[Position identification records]
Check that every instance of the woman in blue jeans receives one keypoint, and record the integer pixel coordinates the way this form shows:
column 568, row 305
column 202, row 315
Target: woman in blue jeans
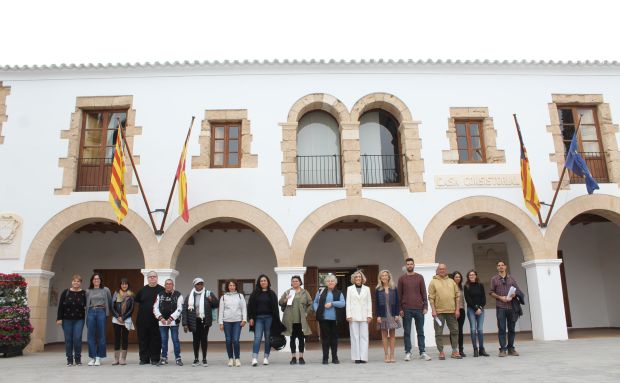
column 98, row 307
column 476, row 300
column 232, row 317
column 71, row 313
column 262, row 312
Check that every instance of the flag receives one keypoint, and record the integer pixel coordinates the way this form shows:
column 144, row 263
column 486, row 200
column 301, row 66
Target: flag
column 182, row 186
column 529, row 191
column 576, row 164
column 117, row 197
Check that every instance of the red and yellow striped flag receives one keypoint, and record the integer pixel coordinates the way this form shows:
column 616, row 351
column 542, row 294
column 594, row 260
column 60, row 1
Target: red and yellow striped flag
column 117, row 197
column 182, row 186
column 529, row 191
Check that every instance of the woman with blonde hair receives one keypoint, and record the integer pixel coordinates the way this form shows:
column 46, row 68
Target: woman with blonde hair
column 359, row 316
column 388, row 320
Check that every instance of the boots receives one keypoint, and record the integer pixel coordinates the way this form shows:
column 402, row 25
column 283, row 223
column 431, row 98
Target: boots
column 117, row 354
column 123, row 360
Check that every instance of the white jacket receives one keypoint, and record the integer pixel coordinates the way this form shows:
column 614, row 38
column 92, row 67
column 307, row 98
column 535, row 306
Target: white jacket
column 359, row 305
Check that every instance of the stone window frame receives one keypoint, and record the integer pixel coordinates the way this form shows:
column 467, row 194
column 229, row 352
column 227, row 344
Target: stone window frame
column 87, row 103
column 493, row 155
column 607, row 129
column 4, row 92
column 214, row 116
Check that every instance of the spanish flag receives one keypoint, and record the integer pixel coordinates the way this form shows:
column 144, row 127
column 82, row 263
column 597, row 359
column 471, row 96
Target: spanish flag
column 529, row 191
column 182, row 185
column 117, row 197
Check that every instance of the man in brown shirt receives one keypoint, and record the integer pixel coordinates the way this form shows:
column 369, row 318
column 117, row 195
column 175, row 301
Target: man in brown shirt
column 413, row 305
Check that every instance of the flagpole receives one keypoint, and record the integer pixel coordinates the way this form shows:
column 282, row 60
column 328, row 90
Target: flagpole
column 540, row 223
column 174, row 182
column 133, row 165
column 557, row 189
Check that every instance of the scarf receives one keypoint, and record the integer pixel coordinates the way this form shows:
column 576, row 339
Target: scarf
column 201, row 302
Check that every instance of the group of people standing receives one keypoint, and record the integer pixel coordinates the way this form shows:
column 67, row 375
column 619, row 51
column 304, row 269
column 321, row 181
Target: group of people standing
column 164, row 310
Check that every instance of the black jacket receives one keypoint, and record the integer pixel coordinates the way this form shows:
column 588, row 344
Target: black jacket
column 189, row 316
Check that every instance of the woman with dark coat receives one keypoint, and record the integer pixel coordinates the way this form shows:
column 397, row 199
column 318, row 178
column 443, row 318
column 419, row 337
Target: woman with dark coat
column 198, row 317
column 264, row 317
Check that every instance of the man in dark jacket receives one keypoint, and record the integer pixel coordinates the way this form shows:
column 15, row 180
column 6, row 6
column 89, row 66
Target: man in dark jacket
column 149, row 339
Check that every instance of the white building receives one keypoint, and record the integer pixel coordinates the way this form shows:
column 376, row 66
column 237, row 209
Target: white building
column 314, row 167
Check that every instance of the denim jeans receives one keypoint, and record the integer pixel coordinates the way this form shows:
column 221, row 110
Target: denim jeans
column 96, row 332
column 232, row 331
column 262, row 325
column 72, row 329
column 504, row 320
column 418, row 316
column 476, row 323
column 163, row 332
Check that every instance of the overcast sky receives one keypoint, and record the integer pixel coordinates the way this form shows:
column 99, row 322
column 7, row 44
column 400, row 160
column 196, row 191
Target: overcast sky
column 83, row 31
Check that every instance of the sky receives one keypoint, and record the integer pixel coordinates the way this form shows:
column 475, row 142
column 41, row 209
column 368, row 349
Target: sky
column 36, row 32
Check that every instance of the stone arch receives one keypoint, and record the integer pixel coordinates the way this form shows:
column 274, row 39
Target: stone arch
column 50, row 237
column 516, row 220
column 177, row 234
column 388, row 102
column 606, row 206
column 318, row 101
column 383, row 215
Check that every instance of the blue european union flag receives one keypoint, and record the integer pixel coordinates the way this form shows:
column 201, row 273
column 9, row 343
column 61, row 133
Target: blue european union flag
column 576, row 164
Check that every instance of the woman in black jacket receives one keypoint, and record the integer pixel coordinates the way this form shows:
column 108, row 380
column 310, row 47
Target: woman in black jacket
column 263, row 316
column 198, row 314
column 476, row 300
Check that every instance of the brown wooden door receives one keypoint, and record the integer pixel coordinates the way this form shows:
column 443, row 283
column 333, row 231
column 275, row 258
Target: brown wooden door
column 112, row 280
column 371, row 272
column 311, row 284
column 569, row 322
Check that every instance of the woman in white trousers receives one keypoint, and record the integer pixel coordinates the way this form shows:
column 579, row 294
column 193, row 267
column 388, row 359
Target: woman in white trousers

Problem → Format every line of the position identification records above as a JSON list of strings, one string per line, with blank lines and pictures left out.

Task output →
[
  "Check that every instance of the woman in blue jeans receives one keypoint, and record the integer pixel coordinates the way this form shows:",
  "column 568, row 305",
  "column 202, row 315",
  "Target: woman in blue jeans",
  "column 98, row 307",
  "column 476, row 300",
  "column 232, row 317",
  "column 71, row 313",
  "column 262, row 312",
  "Check that every instance of the flag receives one keypoint, and record the integer pixel coordinates the way this form shows:",
  "column 144, row 263",
  "column 486, row 200",
  "column 301, row 66",
  "Target: flag",
  "column 182, row 186",
  "column 529, row 191",
  "column 576, row 164",
  "column 117, row 197",
  "Check that every instance of the red and yellow striped flag receives one keypoint, and record the integer pixel coordinates the way this form shows:",
  "column 616, row 351",
  "column 542, row 294",
  "column 594, row 260",
  "column 60, row 1",
  "Target: red and yellow striped flag",
  "column 117, row 197",
  "column 182, row 186",
  "column 529, row 191",
  "Check that every instance of the woman with blonde hair receives one keypoint, and record the integer pixel coordinates the way this form shows:",
  "column 46, row 68",
  "Target: woman with blonde hair",
  "column 359, row 316",
  "column 388, row 320",
  "Check that every instance of the boots receives one keypoint, and record the integer pixel coordinates the way this form shows:",
  "column 402, row 25",
  "column 283, row 223",
  "column 431, row 98",
  "Target: boots",
  "column 117, row 354",
  "column 123, row 360",
  "Check that every instance of the white jacket receives one keypoint, and record the integer pixel coordinates the way this form shows:",
  "column 614, row 38",
  "column 92, row 67",
  "column 307, row 98",
  "column 535, row 306",
  "Target: white jacket",
  "column 359, row 305",
  "Check that every instance of the stone window frame receives one keypoint, and record the integer pixel coordinates the way this form shows:",
  "column 467, row 194",
  "column 229, row 352",
  "column 227, row 344",
  "Target: stone window frame",
  "column 87, row 103",
  "column 493, row 155",
  "column 607, row 129",
  "column 4, row 92",
  "column 214, row 116",
  "Check that every instance of the spanish flag receives one keypoint, and record the integer pixel coordinates the way this form shows:",
  "column 144, row 127",
  "column 82, row 263",
  "column 597, row 359",
  "column 471, row 96",
  "Target: spanish flag",
  "column 529, row 191",
  "column 182, row 185",
  "column 117, row 197",
  "Check that every instance of the man in brown shirt receives one keypoint, and record the integer pixel coordinates the way this form shows:",
  "column 369, row 318",
  "column 117, row 195",
  "column 175, row 301",
  "Target: man in brown shirt",
  "column 413, row 305",
  "Check that every instance of the flagpole receives one keypoint, and record the integer pixel coordinates the way this form shows:",
  "column 282, row 60",
  "column 328, row 90",
  "Target: flagpole",
  "column 540, row 223",
  "column 174, row 182",
  "column 133, row 165",
  "column 557, row 189",
  "Check that every instance of the scarf receives one keypoint, and record the integer pixel coordinates the way this form shows:",
  "column 576, row 339",
  "Target: scarf",
  "column 201, row 302",
  "Check that every instance of the group of people standing receives one keypoint, and record the integer pixel coordinates the way this form shows:",
  "column 67, row 375",
  "column 619, row 51",
  "column 304, row 269",
  "column 321, row 181",
  "Target: group of people standing",
  "column 164, row 310",
  "Check that every instance of the black jacket receives one keypoint, and record the integer pixel coordinates the way this form shows:",
  "column 588, row 344",
  "Target: black jacket",
  "column 189, row 316",
  "Check that every instance of the woman with dark coat receives one keypoint, and record the integer pixel coordinates the way this form shows:",
  "column 397, row 199",
  "column 318, row 178",
  "column 443, row 318",
  "column 419, row 337",
  "Target: woman with dark coat",
  "column 198, row 317",
  "column 264, row 317",
  "Check that every instance of the man in dark jacket receives one keypoint, and record the integer pixel coordinates the way this form shows:",
  "column 15, row 180",
  "column 6, row 6",
  "column 89, row 66",
  "Target: man in dark jacket",
  "column 149, row 339",
  "Check that every instance of the white building receives one keypoint, and record the integer pixel coordinates the way this form shows:",
  "column 376, row 66",
  "column 237, row 209",
  "Target: white building",
  "column 314, row 167",
  "Check that every instance of the denim jeans receives one keypoint, and record the integer pixel coordinates the way this form shows:",
  "column 221, row 110",
  "Target: denim jeans",
  "column 96, row 332",
  "column 232, row 331",
  "column 262, row 325",
  "column 72, row 329",
  "column 504, row 320",
  "column 418, row 316",
  "column 476, row 323",
  "column 163, row 332",
  "Check that every instance of the overcast sky receives one keypoint, and record the integer pixel coordinates the way this form shows:",
  "column 99, row 322",
  "column 7, row 44",
  "column 400, row 160",
  "column 196, row 191",
  "Target: overcast sky",
  "column 83, row 31",
  "Check that every instance of the sky receives one keypoint, and record the integer pixel coordinates the way this form shows:",
  "column 475, row 142",
  "column 41, row 209",
  "column 368, row 349",
  "Target: sky",
  "column 36, row 32",
  "Check that every instance of the stone arch receives one keypoint, and record the integer pixel coordinates the way this form shows:",
  "column 274, row 39",
  "Target: stone arch",
  "column 50, row 237",
  "column 516, row 220",
  "column 177, row 234",
  "column 388, row 102",
  "column 606, row 206",
  "column 318, row 101",
  "column 383, row 215",
  "Check that every instance of the blue european union flag receives one keypoint, and record the integer pixel coordinates the way this form shows:",
  "column 201, row 273",
  "column 9, row 343",
  "column 61, row 133",
  "Target: blue european union flag",
  "column 576, row 164",
  "Check that every instance of the woman in black jacket receives one keypoint, and record the integer pixel coordinates the way this form shows:",
  "column 108, row 380",
  "column 310, row 47",
  "Target: woman in black jacket",
  "column 263, row 316",
  "column 198, row 314",
  "column 476, row 300",
  "Check that every instance of the brown wooden door receives one keypoint, and record the integer pixel coordinates the way this form shows:",
  "column 443, row 283",
  "column 333, row 231",
  "column 275, row 258",
  "Target: brown wooden door",
  "column 112, row 280",
  "column 371, row 272",
  "column 311, row 284",
  "column 569, row 322",
  "Check that every instance of the woman in white trousers receives one keypoint, and record the integer pixel coordinates the way this form shows:",
  "column 579, row 294",
  "column 193, row 267",
  "column 388, row 359",
  "Target: woman in white trousers"
]